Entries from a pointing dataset
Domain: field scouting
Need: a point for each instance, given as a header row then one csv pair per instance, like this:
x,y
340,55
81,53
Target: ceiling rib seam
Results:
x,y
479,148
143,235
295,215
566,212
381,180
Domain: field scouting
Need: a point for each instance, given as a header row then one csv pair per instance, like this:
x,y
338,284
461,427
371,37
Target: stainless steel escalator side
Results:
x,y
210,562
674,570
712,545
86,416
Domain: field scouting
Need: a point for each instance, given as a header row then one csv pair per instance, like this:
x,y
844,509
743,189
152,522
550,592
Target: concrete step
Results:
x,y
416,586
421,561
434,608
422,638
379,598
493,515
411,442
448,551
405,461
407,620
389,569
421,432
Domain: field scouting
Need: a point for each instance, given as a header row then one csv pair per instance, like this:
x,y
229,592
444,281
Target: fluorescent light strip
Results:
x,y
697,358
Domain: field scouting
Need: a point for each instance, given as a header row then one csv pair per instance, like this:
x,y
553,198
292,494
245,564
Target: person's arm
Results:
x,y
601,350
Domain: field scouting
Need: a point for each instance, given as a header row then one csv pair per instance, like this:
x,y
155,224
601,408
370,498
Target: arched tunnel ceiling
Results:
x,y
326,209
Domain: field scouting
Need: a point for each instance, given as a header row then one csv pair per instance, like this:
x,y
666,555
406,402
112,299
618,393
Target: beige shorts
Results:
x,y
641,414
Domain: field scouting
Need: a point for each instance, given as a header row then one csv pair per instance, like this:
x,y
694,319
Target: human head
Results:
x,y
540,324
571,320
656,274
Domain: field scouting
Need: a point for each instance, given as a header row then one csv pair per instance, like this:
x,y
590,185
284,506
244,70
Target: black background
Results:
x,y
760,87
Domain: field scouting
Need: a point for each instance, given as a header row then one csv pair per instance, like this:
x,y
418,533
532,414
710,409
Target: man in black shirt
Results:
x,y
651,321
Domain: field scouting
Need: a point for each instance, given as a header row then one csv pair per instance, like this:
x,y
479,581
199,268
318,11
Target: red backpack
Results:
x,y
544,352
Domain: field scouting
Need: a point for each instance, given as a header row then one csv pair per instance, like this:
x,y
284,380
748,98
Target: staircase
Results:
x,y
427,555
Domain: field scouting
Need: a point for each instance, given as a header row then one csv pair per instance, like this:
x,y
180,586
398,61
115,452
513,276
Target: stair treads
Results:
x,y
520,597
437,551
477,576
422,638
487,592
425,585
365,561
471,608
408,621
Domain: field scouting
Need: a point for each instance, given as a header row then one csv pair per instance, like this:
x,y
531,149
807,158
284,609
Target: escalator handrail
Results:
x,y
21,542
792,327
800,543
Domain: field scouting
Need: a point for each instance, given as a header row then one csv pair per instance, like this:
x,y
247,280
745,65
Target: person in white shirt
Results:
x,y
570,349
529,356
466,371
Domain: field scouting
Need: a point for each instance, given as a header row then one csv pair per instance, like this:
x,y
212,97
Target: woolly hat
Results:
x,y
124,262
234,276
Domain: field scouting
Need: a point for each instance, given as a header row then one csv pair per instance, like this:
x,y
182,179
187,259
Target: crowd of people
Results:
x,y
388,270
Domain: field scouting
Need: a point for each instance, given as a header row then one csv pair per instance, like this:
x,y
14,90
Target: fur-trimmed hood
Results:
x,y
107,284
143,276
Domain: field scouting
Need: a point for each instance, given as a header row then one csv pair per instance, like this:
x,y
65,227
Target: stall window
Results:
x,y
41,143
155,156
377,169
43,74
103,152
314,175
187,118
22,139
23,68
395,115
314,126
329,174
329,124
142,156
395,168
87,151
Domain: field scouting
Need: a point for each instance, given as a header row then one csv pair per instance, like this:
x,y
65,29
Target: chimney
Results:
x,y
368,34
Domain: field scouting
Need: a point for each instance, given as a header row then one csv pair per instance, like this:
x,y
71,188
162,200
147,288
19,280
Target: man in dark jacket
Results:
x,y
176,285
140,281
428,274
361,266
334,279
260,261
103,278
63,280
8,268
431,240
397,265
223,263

---

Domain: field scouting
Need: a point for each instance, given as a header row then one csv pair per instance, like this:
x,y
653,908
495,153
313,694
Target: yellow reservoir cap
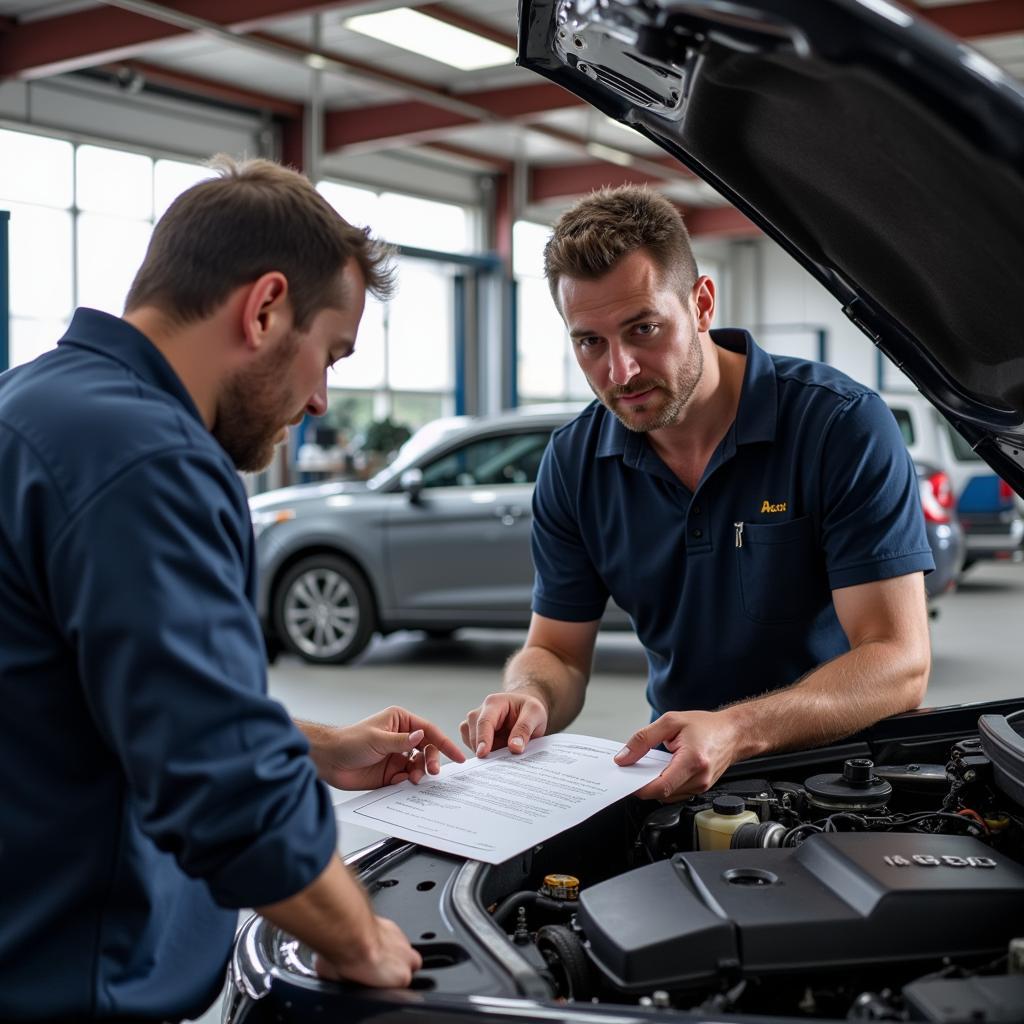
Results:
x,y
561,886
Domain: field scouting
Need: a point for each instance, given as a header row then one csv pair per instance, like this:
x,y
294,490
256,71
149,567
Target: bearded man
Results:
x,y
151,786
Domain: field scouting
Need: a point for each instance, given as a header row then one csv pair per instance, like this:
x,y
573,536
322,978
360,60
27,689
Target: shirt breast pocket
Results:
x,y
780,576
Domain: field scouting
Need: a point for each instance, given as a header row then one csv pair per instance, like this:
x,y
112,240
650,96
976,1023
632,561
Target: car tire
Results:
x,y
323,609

CHALLENGE
Please locate every line in the material above that contains the word "escalator", treating uppercase and lowercase as different, and copy each of those lines.

WRITTEN ANSWER
Target: stainless steel escalator side
Target: escalator handrail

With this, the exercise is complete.